Schmeling didn’t get another fight until December 1937, when he knocked out Harry Thomas in eight rounds. Even Thomas got a world title shot before he did.

Back in Germany he beat Ben Foord and Steve Dudas, as Hitler annexed Austria and accelerated the rate of imprisonment in death camps of those who opposed the Reich or who were considered inadequates. In the same spring, British prime minister, Neville Chamberlain, formed an agreement with Italian dictator Benito Mussolini that included recognition of Italy’s “annexation” of Abyssinia (Ethiopia).

“The clouds of mistrust and suspicion have been cleared away,” said Chamberlain. As I said, these were confusing times.

When Schmeling returned to New York for the rematch with Louis at Yankee Stadium on 22 June 1938, he found the atmosphere horribly changed. He was not, now, a boxer, but a representative of a political regime.

As the ship, the Bremen, docked in New York, protesters lined the harbour with placards calling him a Nazi and an Aryan Show Horse. If he left his hotel, he was taunted on the streets with mock-Nazi salutes. Hate mail arrived by the sack-load.

Louis also recalled that some members of the American version of the Nazis, the Bund, appeared at his train- ing camp to watch him work, and to laugh. Over an apparently unrelated issue, involving heavyweight Tony Galento, Joe Jacobs was barred by the New York Commission from working Schmeling’s corner.

Of course, Yankee Stadium was packed, a seething bowl of noise, with a capacity crowd of more than 70,000, paying more than $1 million. On the way to the ring, surrounded by 25 police officers, Schmeling was pelted with debris. When the bell rang, he seemed to freeze. Louis found him easy to hit, then took him apart with as ruthless a display of punching as any one could wish to see.

It was all over in 124 seconds. Schmeling was down three times and also severely injured by a left hook, which as he twisted around, landed on his back. Peter Wilson, writing for The Daily Mirror, said Max let out a scream that “razored through the surrounding din, half-human, half-animal.”

*Apply what you read*
1. Using the passage about Max Schmeling, decide whether each statement agrees with it, answering yes or no and quoting the words that settle it.
(a) Schmeling knocked out Harry Thomas in eight rounds.
(b) Joe Jacobs worked Schmeling's corner for the rematch with Louis.
(c) Schmeling arrived in New York aboard the Bremen.
2. Revise the passage about Max Schmeling between "Schmeling didn’t get" and "before he did.", inclusive, so that "knocked out" becomes "stopped". Give that stretch in full.
3. Answer these questions from the passage about Max Schmeling.
(a) On what date was the rematch with Louis held at Yankee Stadium?
(b) How many police officers surrounded Schmeling on his way to the ring?
(c) How many seconds did the fight last?

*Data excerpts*
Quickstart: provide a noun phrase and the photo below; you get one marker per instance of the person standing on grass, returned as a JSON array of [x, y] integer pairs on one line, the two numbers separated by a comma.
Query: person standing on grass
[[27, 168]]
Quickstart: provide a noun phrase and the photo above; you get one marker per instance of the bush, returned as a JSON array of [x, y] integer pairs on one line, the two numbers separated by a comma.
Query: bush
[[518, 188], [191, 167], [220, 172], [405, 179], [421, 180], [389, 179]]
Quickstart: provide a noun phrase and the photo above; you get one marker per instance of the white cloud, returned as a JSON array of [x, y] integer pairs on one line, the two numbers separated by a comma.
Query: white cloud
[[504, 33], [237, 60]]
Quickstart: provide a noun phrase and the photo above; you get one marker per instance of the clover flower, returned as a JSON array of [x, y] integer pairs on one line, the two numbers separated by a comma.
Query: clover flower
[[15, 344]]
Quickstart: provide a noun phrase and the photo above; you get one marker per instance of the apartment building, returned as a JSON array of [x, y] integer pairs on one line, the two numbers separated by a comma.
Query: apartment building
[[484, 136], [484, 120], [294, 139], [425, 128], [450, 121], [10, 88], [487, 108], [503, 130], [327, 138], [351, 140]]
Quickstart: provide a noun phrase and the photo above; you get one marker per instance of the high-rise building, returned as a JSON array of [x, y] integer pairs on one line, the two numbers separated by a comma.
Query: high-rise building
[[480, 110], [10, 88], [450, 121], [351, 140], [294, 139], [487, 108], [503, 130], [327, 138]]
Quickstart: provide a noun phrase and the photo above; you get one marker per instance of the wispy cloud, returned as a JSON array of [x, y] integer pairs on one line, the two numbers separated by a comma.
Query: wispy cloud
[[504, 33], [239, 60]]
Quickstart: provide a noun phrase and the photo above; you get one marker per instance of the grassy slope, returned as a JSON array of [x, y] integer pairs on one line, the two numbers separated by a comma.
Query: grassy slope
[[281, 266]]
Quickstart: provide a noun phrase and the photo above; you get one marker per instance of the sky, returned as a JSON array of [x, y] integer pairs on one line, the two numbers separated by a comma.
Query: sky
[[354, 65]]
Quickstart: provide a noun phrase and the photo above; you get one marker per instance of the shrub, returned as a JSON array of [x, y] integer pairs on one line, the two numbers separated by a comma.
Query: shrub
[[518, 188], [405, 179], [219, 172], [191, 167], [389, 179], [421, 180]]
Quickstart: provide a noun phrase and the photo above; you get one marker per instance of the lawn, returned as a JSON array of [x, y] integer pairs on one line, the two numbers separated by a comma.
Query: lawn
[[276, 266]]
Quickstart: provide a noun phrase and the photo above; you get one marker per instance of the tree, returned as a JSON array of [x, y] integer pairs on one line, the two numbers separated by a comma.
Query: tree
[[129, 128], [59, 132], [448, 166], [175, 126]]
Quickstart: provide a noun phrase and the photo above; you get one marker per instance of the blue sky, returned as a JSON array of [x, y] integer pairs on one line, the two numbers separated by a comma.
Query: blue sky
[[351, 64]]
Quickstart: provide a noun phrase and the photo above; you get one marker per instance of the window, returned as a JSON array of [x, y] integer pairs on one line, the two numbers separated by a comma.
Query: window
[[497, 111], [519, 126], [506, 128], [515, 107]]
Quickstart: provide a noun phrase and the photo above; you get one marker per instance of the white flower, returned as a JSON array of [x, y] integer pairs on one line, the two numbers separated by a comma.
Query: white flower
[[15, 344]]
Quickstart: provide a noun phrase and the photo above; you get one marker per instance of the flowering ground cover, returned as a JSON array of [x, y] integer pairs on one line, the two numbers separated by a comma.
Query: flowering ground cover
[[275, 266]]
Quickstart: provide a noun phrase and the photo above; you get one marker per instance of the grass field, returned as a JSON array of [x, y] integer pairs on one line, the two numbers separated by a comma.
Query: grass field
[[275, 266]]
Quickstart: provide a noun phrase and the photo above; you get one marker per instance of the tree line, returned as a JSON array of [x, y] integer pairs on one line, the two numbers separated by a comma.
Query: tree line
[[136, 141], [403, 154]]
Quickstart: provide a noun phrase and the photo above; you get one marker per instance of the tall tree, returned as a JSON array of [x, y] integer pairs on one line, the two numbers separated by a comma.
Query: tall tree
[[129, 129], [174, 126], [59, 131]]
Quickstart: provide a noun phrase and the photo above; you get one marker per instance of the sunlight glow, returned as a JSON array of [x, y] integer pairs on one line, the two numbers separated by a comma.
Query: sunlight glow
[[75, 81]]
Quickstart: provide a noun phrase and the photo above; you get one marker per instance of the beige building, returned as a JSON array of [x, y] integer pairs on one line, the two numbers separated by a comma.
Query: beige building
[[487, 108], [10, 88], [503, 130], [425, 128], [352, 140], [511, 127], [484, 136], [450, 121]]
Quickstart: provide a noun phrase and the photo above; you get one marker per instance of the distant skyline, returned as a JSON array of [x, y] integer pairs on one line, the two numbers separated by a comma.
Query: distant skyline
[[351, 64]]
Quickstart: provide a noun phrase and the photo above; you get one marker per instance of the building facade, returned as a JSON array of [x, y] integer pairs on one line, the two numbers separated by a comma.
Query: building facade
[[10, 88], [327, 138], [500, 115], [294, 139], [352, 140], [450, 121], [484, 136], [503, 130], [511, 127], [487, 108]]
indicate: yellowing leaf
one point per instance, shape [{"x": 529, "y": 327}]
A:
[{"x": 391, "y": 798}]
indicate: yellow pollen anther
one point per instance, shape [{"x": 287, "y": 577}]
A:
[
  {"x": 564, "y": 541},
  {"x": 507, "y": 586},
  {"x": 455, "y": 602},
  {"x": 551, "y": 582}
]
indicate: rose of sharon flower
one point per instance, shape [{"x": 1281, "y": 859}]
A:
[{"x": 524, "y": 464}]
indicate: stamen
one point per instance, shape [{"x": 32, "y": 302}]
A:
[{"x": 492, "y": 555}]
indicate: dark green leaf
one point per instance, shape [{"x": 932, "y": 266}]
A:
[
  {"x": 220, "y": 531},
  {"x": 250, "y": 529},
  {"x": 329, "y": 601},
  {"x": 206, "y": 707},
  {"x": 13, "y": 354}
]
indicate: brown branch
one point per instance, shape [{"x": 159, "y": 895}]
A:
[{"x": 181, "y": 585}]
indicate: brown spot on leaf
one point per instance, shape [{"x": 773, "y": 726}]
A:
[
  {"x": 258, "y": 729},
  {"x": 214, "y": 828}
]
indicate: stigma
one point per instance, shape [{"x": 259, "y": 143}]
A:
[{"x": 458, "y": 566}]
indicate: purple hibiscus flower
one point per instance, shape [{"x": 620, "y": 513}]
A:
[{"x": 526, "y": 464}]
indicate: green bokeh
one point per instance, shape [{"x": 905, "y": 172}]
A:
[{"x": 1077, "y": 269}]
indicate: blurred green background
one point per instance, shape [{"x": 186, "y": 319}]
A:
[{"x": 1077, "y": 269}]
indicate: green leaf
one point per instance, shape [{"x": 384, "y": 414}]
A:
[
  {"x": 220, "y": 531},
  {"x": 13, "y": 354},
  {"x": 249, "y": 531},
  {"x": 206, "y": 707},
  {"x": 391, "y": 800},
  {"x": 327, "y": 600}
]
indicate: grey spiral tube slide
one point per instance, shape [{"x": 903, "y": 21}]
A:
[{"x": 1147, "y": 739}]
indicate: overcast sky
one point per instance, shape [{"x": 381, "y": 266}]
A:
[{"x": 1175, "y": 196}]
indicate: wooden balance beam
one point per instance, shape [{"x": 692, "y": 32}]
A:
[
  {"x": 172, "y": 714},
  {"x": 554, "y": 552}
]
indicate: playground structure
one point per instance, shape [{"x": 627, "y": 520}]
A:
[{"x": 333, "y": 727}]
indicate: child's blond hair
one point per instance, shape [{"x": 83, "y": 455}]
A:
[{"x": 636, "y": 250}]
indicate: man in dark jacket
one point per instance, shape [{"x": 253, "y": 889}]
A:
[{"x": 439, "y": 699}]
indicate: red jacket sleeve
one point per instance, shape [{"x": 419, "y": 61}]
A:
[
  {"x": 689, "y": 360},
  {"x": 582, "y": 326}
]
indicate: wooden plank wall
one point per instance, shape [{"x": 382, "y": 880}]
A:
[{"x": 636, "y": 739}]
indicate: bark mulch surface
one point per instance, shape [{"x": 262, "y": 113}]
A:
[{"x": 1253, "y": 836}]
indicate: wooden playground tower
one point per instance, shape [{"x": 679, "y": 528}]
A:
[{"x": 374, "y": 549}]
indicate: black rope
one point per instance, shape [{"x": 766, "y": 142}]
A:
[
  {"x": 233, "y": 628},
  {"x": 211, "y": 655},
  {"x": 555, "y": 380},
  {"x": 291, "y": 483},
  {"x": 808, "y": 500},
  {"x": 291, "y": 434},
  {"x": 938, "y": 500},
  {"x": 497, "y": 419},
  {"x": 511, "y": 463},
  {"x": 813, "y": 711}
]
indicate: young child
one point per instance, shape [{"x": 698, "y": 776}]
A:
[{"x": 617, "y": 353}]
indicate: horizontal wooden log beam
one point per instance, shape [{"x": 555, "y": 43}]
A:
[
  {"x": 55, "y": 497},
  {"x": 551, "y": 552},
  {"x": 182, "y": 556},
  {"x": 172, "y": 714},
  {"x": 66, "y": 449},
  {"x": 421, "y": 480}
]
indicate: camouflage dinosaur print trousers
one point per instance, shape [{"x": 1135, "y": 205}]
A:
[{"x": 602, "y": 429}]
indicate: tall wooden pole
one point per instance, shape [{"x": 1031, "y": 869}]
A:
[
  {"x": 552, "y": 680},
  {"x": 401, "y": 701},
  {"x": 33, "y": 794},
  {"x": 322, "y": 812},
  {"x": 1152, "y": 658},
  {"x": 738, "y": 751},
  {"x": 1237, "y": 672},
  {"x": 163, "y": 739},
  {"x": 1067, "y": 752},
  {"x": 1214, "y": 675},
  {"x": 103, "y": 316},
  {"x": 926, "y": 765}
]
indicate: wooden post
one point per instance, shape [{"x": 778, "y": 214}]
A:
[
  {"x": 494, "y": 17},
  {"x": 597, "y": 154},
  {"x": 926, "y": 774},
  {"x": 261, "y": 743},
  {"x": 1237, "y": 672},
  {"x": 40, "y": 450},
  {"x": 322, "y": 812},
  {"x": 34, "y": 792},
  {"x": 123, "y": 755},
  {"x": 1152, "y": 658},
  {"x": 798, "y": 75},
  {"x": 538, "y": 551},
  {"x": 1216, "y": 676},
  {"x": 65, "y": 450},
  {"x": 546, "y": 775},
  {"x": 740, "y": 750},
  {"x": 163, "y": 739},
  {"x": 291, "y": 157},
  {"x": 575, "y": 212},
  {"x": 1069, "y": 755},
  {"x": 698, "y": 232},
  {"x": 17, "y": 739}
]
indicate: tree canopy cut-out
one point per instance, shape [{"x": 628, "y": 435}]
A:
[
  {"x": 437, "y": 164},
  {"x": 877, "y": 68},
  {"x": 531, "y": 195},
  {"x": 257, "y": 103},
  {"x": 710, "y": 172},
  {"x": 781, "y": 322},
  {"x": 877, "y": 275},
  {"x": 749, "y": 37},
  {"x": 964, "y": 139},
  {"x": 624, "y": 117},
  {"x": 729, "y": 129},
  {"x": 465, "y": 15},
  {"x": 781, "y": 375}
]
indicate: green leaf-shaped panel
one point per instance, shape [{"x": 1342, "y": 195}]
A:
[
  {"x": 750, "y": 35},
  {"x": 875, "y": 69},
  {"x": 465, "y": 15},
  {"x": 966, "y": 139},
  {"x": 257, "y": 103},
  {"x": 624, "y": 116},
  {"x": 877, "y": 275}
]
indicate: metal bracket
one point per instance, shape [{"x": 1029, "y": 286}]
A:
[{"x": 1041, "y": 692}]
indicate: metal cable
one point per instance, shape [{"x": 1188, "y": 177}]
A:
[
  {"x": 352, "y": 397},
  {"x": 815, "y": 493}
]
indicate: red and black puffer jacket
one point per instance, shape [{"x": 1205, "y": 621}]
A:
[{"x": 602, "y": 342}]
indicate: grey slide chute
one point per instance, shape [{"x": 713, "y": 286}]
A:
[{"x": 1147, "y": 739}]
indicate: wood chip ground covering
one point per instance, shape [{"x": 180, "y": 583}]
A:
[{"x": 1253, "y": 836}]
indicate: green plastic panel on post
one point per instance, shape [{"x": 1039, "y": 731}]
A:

*Answers provided*
1.
(a) Yes: "when he knocked out Harry Thomas in eight rounds"
(b) No: "Joe Jacobs was barred by the New York Commission from working Schmeling’s corner"
(c) Yes: "As the ship, the Bremen, docked in New York"

2.
Schmeling didn’t get another fight until December 1937, when he stopped Harry Thomas in eight rounds. Even Thomas got a world title shot before he did.

3.
(a) 22 June 1938
(b) 25
(c) 124